Records
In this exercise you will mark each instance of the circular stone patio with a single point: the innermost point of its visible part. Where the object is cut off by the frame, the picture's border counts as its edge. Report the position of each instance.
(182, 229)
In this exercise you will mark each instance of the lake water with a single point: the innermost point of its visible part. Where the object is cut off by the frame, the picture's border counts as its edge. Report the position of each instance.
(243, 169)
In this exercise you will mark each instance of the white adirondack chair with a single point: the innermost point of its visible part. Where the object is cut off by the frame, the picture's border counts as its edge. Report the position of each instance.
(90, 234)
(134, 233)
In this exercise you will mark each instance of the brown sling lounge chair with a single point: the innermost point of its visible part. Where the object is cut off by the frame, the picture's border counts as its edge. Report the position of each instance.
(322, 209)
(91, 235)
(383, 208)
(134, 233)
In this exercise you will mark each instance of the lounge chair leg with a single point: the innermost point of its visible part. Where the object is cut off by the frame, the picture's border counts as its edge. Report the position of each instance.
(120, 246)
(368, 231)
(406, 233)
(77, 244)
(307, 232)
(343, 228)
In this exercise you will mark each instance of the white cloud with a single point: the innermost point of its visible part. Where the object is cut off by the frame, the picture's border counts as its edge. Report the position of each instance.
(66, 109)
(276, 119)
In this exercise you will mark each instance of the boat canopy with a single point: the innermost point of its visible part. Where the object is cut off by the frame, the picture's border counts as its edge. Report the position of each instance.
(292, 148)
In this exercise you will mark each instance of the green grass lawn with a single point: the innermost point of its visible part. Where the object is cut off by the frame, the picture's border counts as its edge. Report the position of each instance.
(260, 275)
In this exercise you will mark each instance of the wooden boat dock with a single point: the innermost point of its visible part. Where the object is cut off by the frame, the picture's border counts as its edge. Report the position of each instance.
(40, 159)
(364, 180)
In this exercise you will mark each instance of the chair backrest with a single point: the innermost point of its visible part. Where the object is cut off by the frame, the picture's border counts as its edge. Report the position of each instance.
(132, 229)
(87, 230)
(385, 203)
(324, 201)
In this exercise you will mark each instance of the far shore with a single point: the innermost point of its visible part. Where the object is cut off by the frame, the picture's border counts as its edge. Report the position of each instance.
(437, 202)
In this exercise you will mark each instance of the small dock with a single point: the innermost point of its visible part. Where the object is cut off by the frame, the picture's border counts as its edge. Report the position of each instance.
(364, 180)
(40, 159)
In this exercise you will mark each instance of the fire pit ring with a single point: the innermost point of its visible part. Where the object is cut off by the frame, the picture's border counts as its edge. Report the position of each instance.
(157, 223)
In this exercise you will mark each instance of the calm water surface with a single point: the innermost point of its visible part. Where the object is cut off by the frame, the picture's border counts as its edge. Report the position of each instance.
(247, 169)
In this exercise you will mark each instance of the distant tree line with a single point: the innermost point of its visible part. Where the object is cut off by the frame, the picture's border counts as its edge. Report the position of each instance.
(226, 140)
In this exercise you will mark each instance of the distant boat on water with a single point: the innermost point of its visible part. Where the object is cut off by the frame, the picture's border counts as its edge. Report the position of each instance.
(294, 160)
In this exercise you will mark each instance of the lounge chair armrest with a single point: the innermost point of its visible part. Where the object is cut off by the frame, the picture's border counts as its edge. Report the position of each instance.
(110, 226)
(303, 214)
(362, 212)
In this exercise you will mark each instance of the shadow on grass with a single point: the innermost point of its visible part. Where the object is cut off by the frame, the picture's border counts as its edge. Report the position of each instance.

## TASK DESCRIPTION
Reproduce only those lines of the entries above that run from the line with "In this exercise you will mark each instance of the far" to the final line.

## RESPONSE TO THE EXERCISE
In this exercise you will mark each instance of the far shore with a single point: the innermost point of its visible part. Where the object is cut off by the frame, the picture's border counts as its edge. Report the position of each instance.
(437, 202)
In this exercise you will mark each instance of the small dock with a single point: the innermost point of its visible part. Where the object is cut off by the frame, the picture's border counts as its edge. Report the position of each instance.
(364, 180)
(40, 159)
In this exercise you will mark each instance of the fire pit ring with a single point: the innermost point of its visible part. Where the object is cut off by the frame, the picture's border counts as its edge. Report the position of each instance.
(157, 223)
In this exercise you will mark each instance of the calm water surface with a single point: the innermost point of its visible part. Where the object is cut off by the frame, the picture's border counts as its edge. Report the position of each instance.
(247, 169)
In this exercise you will mark each instance of the distant tree line with a single point: the innermost point of its visible part. Where the object is cut off by the frame, the picture's border counts as its edge. Report the position of each instance.
(226, 140)
In this exercise you will mark each instance of the distant boat on water with a single point: the innermost point of its visible part. Where the object is cut off by the frame, the picture's border counts as its edge. Report the position of each instance.
(294, 160)
In this exercise you will mark each instance of the lounge chair armrest with a single point: the innermost point of its visible part. Where the object is cut off by the frame, the picture's border counts as its edge. Report the position of each instance.
(110, 226)
(303, 214)
(362, 212)
In this exercise you will mark each instance of the shadow on grass with a single point: the innermost point of its visible part. Where the object is cut off by the frame, the picture's border counts as its edge. Report the position of each instance.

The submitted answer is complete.